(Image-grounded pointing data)
((
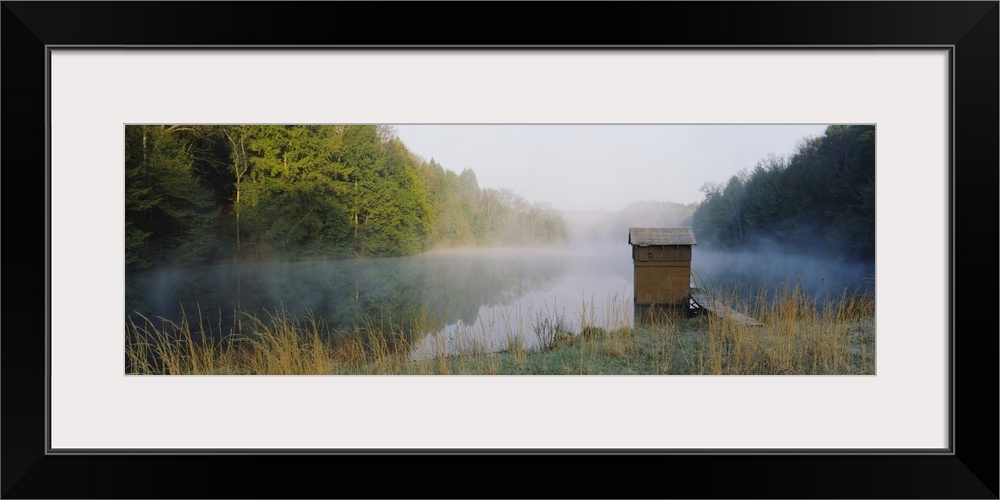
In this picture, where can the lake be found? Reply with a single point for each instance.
(449, 300)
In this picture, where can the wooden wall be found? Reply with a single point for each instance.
(671, 253)
(662, 274)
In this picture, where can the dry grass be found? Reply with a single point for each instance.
(797, 337)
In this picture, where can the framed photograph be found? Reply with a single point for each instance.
(921, 76)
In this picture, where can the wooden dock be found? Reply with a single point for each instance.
(701, 298)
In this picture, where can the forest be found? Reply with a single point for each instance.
(820, 200)
(206, 193)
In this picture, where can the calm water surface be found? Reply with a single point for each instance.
(450, 300)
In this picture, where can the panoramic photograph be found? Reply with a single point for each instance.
(464, 249)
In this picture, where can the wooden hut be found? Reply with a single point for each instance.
(661, 257)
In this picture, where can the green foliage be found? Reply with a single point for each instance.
(169, 212)
(820, 200)
(197, 193)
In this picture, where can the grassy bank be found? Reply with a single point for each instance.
(798, 337)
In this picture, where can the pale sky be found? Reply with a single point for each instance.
(602, 167)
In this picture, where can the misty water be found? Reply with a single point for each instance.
(451, 300)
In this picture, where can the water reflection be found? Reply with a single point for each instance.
(429, 297)
(460, 300)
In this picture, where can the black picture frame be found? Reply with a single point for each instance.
(969, 471)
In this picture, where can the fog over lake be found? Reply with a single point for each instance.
(449, 299)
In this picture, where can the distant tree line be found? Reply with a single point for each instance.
(820, 200)
(199, 193)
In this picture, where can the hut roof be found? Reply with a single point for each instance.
(646, 236)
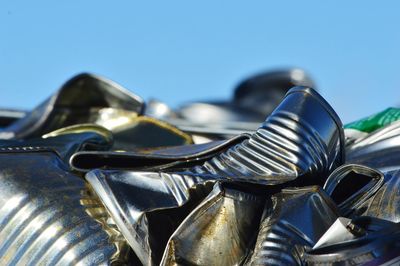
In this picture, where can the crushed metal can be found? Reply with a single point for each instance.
(96, 175)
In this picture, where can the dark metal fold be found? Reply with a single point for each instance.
(379, 149)
(352, 185)
(375, 242)
(148, 159)
(219, 231)
(148, 207)
(64, 142)
(48, 216)
(294, 217)
(302, 139)
(360, 190)
(302, 142)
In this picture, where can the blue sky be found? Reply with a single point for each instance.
(179, 51)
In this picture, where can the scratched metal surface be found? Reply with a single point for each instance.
(220, 231)
(44, 215)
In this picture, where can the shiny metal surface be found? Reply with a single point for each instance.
(220, 231)
(379, 245)
(351, 185)
(64, 142)
(362, 191)
(152, 159)
(296, 216)
(78, 101)
(379, 149)
(263, 92)
(44, 216)
(309, 149)
(8, 116)
(338, 232)
(385, 203)
(253, 100)
(302, 139)
(144, 206)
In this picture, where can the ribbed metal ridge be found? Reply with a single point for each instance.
(42, 219)
(283, 146)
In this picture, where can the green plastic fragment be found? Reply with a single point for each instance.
(376, 121)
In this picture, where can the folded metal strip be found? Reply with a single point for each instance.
(42, 218)
(219, 231)
(295, 217)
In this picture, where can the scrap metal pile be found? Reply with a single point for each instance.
(94, 175)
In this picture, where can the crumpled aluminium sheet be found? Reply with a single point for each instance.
(95, 175)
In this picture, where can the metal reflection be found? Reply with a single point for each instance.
(43, 217)
(294, 217)
(375, 242)
(80, 100)
(220, 231)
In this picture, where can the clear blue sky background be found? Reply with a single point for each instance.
(186, 50)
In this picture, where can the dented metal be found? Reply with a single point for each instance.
(48, 216)
(94, 176)
(220, 231)
(294, 217)
(83, 99)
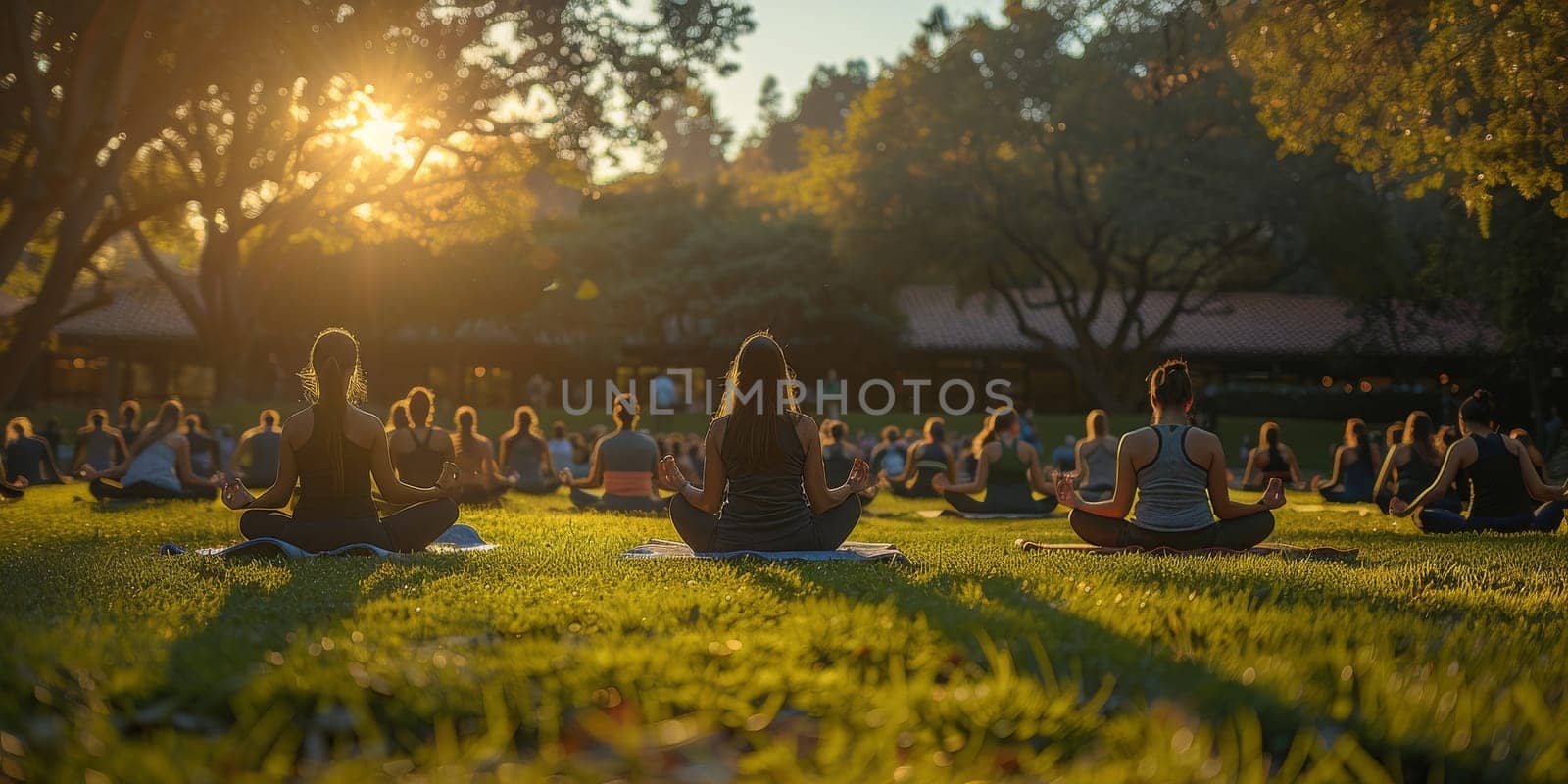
))
● About this task:
Your job is to copy every entry exactly. Omit the pictures.

● Finished task:
In this picture, where can the lake be found? Reply with a single point for each instance.
(449, 300)
In this picture, where can the wooden wall be found? Reply with a single point for each instance.
(671, 253)
(662, 274)
In this picture, where can the dry grass be found? Reply with a single point for each instance.
(797, 337)
In this picture, where can the framed photograph be found? Reply with a single point for each instance.
(921, 76)
In this picture, where can the wooden dock be found? Reply with a single point for each instance.
(701, 298)
In this picture, where can the forest be found? Reply with a single point for each instance.
(820, 200)
(206, 193)
In this picture, where can the calm water surface be found? Reply with a single point for each instance.
(450, 300)
In this picture, where can the panoramic photograph be found? Reply with a single point for each instance.
(464, 249)
In this picture, where can the wooden hut be found? Reply with a single point for each instance.
(661, 257)
In this picture, where can the green foliage be found? Reply with a single point for each instance.
(169, 212)
(820, 200)
(197, 193)
In this picture, where can the grassy bank be found? Reply with a single point for each instance.
(798, 337)
In this picture, where can the pale sky be found? Reply with a single point for each instance.
(602, 167)
In this picture, where can the misty water be found? Reply with a single point for each instance.
(451, 300)
In this picture, where can the water reflection be found? Reply with a single point for each instance.
(429, 297)
(460, 300)
In this picture, where can the black picture frame be found? Reply with a single point for each instance.
(969, 471)
In this picture, where can the fog over lake be found? Reply with a single point for each instance.
(449, 299)
In this picture, where can the distant tree line be found? Reply with a single point for each instance.
(820, 200)
(199, 193)
In this picture, where can the hut roof be found? Reply with a single point for each instance.
(646, 236)
In this picture, where can the crushed metal can be found? Reply with a single point for each instance.
(96, 175)
In this picture, where can the dark metal fold be found? Reply with a single point for each instance.
(379, 149)
(352, 185)
(375, 242)
(148, 159)
(219, 231)
(148, 207)
(64, 142)
(48, 216)
(294, 217)
(302, 139)
(360, 190)
(302, 142)
In this picture, where can the blue sky be found? Reply with a single point for each instance.
(179, 51)
In this picture, where can the scratched metal surface be found? Reply with a single point for each instance.
(220, 231)
(44, 215)
In this picture, where can the shiny metal surface be found? Reply with a single point for each instance.
(220, 231)
(379, 245)
(351, 185)
(64, 142)
(362, 191)
(152, 159)
(296, 216)
(78, 101)
(379, 149)
(263, 92)
(44, 216)
(309, 149)
(8, 116)
(338, 232)
(385, 203)
(253, 100)
(302, 139)
(144, 206)
In this picture, where can the ribbed metal ridge be found? Reply with a single point for each instance.
(42, 219)
(283, 146)
In this picture, where can the green plastic fragment be found? Reply with a single point for each instance.
(376, 121)
In this picture, where can the folded metal strip be found? Reply with a single point for each instance.
(42, 218)
(219, 231)
(295, 217)
In this picture, where can the scrap metal pile be found? Reply with a single point for each instance.
(94, 175)
In this picture, where can the crumpled aluminium sheet be found? Reply with a single point for each instance.
(95, 175)
In this picture, where can the metal reflection be found? Reply with a single point for each instance.
(43, 217)
(294, 217)
(375, 242)
(80, 100)
(220, 231)
In this picture, where can the clear blue sky background be found? Reply with a single point for each instance.
(186, 50)
In this picture, where can the dented metal be found? Reply with a single point for each instance.
(48, 216)
(94, 176)
(220, 231)
(294, 217)
(83, 99)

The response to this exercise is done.